[Opening Given data section]
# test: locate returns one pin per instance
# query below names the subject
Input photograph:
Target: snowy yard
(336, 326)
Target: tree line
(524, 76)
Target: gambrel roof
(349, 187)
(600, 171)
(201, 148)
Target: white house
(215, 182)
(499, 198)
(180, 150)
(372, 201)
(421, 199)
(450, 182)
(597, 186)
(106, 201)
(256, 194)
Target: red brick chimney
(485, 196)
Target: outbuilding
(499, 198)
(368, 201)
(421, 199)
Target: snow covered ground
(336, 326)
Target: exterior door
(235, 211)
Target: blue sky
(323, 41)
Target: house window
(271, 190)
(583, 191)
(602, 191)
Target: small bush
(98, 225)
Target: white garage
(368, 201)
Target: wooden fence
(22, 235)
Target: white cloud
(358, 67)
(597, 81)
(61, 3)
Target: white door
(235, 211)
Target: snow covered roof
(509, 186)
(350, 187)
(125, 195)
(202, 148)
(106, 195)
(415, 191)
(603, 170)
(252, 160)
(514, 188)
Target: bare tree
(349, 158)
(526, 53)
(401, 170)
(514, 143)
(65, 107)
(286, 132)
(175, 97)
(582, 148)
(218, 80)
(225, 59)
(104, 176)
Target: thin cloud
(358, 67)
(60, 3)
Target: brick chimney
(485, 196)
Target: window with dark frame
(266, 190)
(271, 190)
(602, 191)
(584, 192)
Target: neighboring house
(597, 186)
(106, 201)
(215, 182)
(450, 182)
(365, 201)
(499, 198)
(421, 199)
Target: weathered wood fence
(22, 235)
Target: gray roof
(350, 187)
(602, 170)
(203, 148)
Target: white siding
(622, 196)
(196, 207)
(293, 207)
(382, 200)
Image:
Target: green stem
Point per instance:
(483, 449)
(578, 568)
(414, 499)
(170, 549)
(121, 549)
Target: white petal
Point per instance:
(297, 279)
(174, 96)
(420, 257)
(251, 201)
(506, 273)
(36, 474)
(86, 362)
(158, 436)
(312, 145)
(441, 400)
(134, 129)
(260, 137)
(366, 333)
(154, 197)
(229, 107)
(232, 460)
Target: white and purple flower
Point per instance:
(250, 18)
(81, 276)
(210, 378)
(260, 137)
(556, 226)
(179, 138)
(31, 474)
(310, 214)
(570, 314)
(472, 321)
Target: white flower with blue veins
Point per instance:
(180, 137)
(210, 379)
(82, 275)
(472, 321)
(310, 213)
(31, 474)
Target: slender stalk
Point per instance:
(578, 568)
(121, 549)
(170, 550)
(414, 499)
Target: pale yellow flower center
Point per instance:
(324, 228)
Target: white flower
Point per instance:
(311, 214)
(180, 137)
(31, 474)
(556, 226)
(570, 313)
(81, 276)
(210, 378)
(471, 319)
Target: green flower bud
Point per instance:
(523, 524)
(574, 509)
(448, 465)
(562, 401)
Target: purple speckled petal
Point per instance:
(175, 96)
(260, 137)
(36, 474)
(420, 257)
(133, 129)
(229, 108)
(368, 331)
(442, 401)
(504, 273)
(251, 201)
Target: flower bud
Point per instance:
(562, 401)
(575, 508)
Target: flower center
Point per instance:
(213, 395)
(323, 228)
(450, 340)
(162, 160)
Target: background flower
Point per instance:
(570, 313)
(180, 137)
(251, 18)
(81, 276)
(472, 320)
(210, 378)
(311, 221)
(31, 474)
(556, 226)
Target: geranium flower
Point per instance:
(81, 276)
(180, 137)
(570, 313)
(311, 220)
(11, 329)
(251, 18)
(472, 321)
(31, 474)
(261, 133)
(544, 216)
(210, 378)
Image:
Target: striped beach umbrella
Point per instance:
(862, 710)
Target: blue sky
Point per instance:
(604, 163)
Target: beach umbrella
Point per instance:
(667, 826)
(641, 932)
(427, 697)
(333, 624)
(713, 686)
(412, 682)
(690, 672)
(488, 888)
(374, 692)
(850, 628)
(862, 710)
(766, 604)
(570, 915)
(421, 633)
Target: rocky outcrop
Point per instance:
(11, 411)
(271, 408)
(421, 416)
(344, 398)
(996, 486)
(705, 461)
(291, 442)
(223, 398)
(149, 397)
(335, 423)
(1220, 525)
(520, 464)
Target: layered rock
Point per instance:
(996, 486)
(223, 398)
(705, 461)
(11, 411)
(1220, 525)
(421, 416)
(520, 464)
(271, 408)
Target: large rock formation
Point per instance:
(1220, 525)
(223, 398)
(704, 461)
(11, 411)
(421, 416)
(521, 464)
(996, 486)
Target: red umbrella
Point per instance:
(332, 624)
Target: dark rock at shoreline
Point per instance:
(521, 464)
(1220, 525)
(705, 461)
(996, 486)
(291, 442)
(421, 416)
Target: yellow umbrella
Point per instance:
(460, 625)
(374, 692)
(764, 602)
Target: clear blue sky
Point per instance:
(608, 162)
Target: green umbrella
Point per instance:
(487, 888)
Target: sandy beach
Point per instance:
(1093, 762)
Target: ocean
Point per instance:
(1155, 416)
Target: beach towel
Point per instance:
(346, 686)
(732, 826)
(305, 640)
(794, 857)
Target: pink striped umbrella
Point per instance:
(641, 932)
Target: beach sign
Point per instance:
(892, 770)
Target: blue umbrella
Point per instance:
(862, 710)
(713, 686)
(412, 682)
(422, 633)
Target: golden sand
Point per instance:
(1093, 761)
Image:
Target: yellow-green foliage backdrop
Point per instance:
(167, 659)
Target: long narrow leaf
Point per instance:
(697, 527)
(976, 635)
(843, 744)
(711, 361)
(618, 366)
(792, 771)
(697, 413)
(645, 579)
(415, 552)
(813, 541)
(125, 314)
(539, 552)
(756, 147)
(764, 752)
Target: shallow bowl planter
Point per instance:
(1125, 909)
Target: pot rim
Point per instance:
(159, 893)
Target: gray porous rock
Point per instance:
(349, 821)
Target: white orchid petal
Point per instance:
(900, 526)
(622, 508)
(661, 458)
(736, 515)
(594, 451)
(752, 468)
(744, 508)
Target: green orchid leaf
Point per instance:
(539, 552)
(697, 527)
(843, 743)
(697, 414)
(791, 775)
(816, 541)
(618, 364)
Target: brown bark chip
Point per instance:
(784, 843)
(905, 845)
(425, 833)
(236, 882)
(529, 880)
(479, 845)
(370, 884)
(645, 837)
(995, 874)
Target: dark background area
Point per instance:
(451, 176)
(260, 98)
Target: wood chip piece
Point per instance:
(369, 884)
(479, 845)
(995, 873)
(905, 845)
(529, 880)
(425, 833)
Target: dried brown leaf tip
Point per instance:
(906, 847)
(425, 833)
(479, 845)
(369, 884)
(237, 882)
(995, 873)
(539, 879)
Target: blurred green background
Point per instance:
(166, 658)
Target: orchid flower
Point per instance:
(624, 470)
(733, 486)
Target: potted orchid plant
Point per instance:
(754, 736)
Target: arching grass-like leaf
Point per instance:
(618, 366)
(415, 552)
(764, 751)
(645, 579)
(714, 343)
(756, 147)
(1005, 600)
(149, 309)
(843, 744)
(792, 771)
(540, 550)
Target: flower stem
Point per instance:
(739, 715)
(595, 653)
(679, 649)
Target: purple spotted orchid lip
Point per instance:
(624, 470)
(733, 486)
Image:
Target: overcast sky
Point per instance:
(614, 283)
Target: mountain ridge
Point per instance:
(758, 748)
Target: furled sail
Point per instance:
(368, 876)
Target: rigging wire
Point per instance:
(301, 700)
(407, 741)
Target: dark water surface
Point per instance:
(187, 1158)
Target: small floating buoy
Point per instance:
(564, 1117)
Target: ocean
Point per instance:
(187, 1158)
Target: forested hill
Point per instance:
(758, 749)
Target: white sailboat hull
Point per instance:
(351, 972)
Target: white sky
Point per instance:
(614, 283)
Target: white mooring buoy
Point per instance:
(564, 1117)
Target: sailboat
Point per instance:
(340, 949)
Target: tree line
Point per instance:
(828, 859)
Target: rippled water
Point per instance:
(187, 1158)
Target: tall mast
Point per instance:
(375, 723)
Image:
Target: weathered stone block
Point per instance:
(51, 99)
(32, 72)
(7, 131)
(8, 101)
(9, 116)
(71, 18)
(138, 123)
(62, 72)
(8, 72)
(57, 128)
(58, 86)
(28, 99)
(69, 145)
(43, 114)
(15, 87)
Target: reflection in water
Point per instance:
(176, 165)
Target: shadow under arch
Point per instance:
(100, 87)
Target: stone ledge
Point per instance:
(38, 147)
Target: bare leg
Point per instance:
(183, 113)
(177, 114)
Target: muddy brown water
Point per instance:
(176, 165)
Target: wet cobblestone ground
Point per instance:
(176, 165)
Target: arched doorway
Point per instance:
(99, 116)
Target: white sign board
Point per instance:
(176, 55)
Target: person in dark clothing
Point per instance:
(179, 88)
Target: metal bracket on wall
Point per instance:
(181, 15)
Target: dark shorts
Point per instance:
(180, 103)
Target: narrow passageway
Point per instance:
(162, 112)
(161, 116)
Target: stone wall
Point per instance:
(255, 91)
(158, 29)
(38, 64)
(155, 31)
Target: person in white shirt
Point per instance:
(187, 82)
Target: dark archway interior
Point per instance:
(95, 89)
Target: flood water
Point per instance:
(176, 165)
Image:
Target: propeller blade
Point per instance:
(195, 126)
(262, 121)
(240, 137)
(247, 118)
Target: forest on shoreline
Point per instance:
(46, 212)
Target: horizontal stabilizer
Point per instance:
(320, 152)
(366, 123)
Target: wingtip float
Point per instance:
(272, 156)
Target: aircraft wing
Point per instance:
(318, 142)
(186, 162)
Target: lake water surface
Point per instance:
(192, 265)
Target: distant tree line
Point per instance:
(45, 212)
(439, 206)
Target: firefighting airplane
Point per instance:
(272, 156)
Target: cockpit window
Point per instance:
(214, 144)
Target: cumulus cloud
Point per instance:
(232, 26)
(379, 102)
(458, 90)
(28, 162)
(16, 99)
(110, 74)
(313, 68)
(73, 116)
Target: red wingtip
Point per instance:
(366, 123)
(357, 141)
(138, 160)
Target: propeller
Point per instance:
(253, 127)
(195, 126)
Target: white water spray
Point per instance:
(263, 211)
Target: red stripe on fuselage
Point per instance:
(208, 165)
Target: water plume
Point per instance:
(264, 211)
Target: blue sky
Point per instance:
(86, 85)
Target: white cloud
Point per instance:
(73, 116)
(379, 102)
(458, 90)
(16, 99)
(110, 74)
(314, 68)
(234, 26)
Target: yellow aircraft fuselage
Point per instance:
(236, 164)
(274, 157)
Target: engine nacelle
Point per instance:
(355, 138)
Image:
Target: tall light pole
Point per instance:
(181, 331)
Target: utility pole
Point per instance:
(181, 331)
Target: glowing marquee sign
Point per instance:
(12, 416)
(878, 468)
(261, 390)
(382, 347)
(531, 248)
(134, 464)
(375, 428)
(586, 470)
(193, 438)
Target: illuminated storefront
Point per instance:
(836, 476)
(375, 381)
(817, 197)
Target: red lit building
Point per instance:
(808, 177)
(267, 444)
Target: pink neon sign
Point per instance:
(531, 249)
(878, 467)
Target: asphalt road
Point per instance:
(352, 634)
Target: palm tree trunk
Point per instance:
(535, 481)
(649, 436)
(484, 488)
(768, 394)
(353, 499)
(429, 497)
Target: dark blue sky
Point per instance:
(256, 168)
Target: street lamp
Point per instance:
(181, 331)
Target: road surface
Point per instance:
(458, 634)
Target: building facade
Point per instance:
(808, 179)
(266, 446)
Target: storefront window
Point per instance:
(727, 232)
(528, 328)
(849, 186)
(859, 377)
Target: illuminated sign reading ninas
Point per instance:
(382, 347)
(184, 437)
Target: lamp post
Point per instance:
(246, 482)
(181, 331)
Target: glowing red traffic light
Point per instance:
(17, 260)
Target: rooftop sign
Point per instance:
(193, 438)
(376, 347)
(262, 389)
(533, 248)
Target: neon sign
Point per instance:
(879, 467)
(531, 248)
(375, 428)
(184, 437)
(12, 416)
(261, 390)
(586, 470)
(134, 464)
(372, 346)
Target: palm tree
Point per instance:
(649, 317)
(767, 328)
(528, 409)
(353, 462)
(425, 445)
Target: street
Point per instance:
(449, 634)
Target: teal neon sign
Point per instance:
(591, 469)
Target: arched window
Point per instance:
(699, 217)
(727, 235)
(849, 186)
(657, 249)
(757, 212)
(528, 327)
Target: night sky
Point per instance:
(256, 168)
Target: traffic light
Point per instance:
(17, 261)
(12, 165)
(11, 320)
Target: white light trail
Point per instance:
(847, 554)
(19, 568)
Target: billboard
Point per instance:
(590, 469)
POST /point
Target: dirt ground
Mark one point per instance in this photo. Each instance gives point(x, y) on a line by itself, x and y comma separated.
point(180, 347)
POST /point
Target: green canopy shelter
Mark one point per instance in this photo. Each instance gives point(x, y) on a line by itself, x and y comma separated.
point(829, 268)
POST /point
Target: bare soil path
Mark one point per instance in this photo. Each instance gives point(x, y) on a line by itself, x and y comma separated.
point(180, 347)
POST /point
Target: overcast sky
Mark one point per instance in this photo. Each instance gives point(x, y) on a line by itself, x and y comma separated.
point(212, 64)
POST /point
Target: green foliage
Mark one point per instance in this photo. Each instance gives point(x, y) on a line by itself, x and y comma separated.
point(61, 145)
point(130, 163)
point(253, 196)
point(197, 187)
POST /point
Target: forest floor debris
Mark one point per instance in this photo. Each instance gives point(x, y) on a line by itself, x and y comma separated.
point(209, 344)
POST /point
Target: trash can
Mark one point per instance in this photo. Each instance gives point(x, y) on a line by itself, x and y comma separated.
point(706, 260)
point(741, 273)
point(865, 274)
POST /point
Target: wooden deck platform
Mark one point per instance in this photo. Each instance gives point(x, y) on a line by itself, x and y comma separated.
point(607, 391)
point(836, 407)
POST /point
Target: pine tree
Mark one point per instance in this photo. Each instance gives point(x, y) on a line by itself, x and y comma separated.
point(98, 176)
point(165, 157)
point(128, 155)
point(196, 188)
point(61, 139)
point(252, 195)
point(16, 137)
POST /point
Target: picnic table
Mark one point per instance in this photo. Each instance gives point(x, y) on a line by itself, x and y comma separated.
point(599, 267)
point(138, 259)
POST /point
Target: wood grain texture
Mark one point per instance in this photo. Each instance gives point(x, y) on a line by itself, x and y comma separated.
[Closing Given data section]
Set down, exactly as they appear above, all lines from the one that has "Target: green orchid leaf" down to the one that has "Target: potted orchid plant", including those two and no others.

## Solution to the exercise
Target: green orchid leaf
Point per instance:
(539, 552)
(697, 527)
(843, 743)
(697, 414)
(791, 775)
(816, 541)
(618, 364)
Target: brown bark chip
Point per instance:
(784, 843)
(905, 845)
(425, 833)
(236, 882)
(529, 880)
(479, 845)
(370, 884)
(645, 837)
(995, 874)
Target: dark background area
Point per instance:
(451, 176)
(260, 98)
Target: wood chip piece
Point per instance:
(369, 884)
(479, 845)
(995, 873)
(905, 845)
(529, 880)
(425, 833)
Target: dried brown leaf tip
Point per instance:
(906, 847)
(425, 833)
(479, 845)
(369, 884)
(237, 882)
(995, 873)
(539, 879)
Target: blurred green background
Point per instance:
(166, 658)
Target: orchid flower
Point per instance:
(624, 470)
(733, 486)
Target: potted orchid plant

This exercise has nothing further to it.